▸ **WHAT IS ASKED**: Reproduce every line of the listing below verbatim, keeping the order unchanged.

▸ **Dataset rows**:
━━━━━━━━━━
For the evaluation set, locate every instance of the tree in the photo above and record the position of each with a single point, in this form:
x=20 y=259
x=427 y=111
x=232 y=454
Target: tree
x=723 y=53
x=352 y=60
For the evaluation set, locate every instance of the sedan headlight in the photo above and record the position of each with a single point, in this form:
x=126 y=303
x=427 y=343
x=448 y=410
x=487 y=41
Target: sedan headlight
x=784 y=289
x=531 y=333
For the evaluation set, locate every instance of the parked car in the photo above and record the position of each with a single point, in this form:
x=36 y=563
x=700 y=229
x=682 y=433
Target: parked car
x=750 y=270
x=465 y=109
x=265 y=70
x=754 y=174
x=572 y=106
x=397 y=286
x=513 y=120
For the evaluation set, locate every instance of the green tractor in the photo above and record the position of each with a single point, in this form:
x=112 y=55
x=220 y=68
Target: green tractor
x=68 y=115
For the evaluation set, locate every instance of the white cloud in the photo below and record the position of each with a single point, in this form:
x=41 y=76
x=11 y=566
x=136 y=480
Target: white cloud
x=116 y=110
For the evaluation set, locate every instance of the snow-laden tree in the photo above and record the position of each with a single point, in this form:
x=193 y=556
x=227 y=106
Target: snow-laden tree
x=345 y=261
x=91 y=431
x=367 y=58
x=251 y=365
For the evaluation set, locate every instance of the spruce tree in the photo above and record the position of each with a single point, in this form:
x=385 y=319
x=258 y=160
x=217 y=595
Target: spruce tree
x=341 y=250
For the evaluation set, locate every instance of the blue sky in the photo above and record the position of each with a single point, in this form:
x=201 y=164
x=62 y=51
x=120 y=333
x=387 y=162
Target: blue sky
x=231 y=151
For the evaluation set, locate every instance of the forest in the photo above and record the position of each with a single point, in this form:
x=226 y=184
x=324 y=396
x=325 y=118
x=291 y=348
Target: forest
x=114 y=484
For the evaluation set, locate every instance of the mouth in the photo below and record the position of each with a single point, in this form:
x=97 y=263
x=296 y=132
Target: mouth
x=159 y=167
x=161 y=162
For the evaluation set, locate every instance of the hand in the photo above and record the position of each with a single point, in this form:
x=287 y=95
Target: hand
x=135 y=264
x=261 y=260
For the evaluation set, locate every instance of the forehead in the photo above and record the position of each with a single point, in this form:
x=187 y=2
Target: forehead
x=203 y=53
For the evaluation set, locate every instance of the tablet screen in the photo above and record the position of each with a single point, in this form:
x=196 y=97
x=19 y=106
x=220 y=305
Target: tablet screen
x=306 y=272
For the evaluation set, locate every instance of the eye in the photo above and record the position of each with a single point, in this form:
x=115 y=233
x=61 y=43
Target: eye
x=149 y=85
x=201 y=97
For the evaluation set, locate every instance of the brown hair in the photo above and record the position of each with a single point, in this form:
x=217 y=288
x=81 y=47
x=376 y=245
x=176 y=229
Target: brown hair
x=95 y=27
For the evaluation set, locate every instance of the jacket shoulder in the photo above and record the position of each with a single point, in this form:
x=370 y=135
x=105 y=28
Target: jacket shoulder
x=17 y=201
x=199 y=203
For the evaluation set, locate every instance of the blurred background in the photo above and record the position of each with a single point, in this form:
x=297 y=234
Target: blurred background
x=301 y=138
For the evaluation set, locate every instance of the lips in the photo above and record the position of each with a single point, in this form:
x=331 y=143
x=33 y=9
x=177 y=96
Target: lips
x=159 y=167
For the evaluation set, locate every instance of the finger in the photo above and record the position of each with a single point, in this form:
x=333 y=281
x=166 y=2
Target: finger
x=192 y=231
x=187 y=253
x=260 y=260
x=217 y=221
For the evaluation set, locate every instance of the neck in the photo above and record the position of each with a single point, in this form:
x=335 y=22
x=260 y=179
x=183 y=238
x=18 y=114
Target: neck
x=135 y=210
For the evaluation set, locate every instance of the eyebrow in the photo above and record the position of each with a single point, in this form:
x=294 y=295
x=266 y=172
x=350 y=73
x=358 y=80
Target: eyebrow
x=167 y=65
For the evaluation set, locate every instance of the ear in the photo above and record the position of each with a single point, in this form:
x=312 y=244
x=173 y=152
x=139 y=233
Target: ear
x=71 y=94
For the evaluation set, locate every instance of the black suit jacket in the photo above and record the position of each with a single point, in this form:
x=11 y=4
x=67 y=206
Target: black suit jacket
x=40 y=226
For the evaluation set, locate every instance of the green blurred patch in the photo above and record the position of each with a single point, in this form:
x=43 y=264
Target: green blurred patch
━━━━━━━━━━
▸ **RESULT FOR THIS EXERCISE**:
For the evaluation set, locate every instance of the tree in the photo above and record the position of each with a single point, in this form:
x=20 y=259
x=427 y=111
x=232 y=454
Target: tree
x=723 y=53
x=352 y=60
For the evaluation set, locate every instance of the sedan headlight in the photo above and record the position of each with a single point, in this form:
x=126 y=303
x=427 y=343
x=448 y=410
x=487 y=41
Target: sedan headlight
x=784 y=289
x=531 y=333
For the evaluation set, locate every instance of the parked car in the photo above and record the position of each with a single point, in this form:
x=36 y=563
x=700 y=229
x=682 y=433
Target: parked car
x=750 y=270
x=465 y=109
x=265 y=70
x=754 y=174
x=572 y=106
x=397 y=286
x=513 y=120
For the evaluation set, locate every instance of the green tractor in the photo above and record the position of each with a single point, in this form:
x=112 y=55
x=220 y=68
Target: green tractor
x=68 y=115
For the evaluation set, locate every instance of the white cloud in the photo below and record the position of each with a single point, in this form:
x=41 y=76
x=11 y=566
x=136 y=480
Target: white cloud
x=116 y=110
For the evaluation set, locate every instance of the snow-laden tree in the photo above and record the position of each with a single point, in this form:
x=193 y=556
x=227 y=106
Target: snow-laden tree
x=345 y=261
x=91 y=431
x=367 y=58
x=251 y=365
For the evaluation set, locate every instance of the spruce tree in the photo above and record the position of each with a single point, in this form:
x=385 y=319
x=258 y=160
x=217 y=595
Target: spruce tree
x=341 y=250
For the evaluation set, locate every instance of the blue sky in the photo above and record the position of each with a single point, in this form:
x=201 y=164
x=62 y=51
x=120 y=333
x=387 y=162
Target: blue sky
x=231 y=151
For the evaluation set, locate every instance of the forest in the photo above and record the position of each with a single point, in this form:
x=226 y=184
x=324 y=396
x=325 y=118
x=291 y=348
Target: forest
x=114 y=484
For the evaluation set, locate every instance of the mouth in the photo below and record the position of each with a single point, in this form:
x=97 y=263
x=296 y=132
Target: mouth
x=159 y=167
x=161 y=162
For the evaluation set, locate every instance of the hand in the photo above and record the position of each with a single point, in this form:
x=287 y=95
Target: hand
x=135 y=264
x=261 y=260
For the evaluation set, locate every instance of the forehead in the photo above and record the position of each with a single point, in this form:
x=187 y=2
Target: forehead
x=203 y=53
For the evaluation set, locate every instance of the tablet screen in the photo above and record the position of each with a single point, in this form:
x=196 y=97
x=19 y=106
x=220 y=305
Target: tablet screen
x=306 y=272
For the evaluation set, locate every instance of the eye in the photo above and record the position of each with a single point, in this form:
x=115 y=233
x=61 y=43
Target: eye
x=149 y=85
x=201 y=97
For the evaluation set, locate every instance of the brown hair in the photo above and record the position of each with a single point, in this form:
x=217 y=288
x=81 y=47
x=376 y=245
x=176 y=229
Target: brown hair
x=95 y=27
For the evaluation set, locate every instance of the jacket shoulder in the photo above and record the position of each with a single point, in this form:
x=370 y=135
x=105 y=28
Target: jacket shoulder
x=17 y=201
x=199 y=203
For the evaluation set, locate every instance of the blurred background in the photo above and record the position of each with a single point, in this form:
x=297 y=234
Target: blurred background
x=301 y=138
For the evaluation set, locate every instance of the lips in the photo above and record the position of each with a single point, in this form:
x=331 y=143
x=33 y=9
x=177 y=96
Target: lips
x=159 y=167
For the evaluation set, locate every instance of the finger in the photo above and record the position of each with a single point, in this form:
x=333 y=281
x=166 y=2
Target: finger
x=192 y=231
x=187 y=253
x=260 y=260
x=217 y=221
For the evaluation set, locate every instance of the neck in the photo above and record the position of each with a single point, in this form:
x=335 y=22
x=260 y=179
x=183 y=238
x=18 y=114
Target: neck
x=135 y=210
For the evaluation set, locate every instance of the eyebrow in the photo above and record the position of each with a single point, in this form:
x=294 y=295
x=266 y=172
x=350 y=73
x=358 y=80
Target: eyebrow
x=167 y=65
For the evaluation set, locate every instance of the ear in the photo above and record the position of each with a single point, in this form:
x=312 y=244
x=173 y=152
x=139 y=233
Target: ear
x=71 y=94
For the evaluation set, locate every instance of the black suit jacket in the photo above and record the position of each with a single point, in this form:
x=11 y=4
x=67 y=206
Target: black suit jacket
x=40 y=226
For the evaluation set, locate every instance of the green blurred patch in the photo above and record the position of each with a single point, in this form:
x=43 y=264
Target: green blurred patch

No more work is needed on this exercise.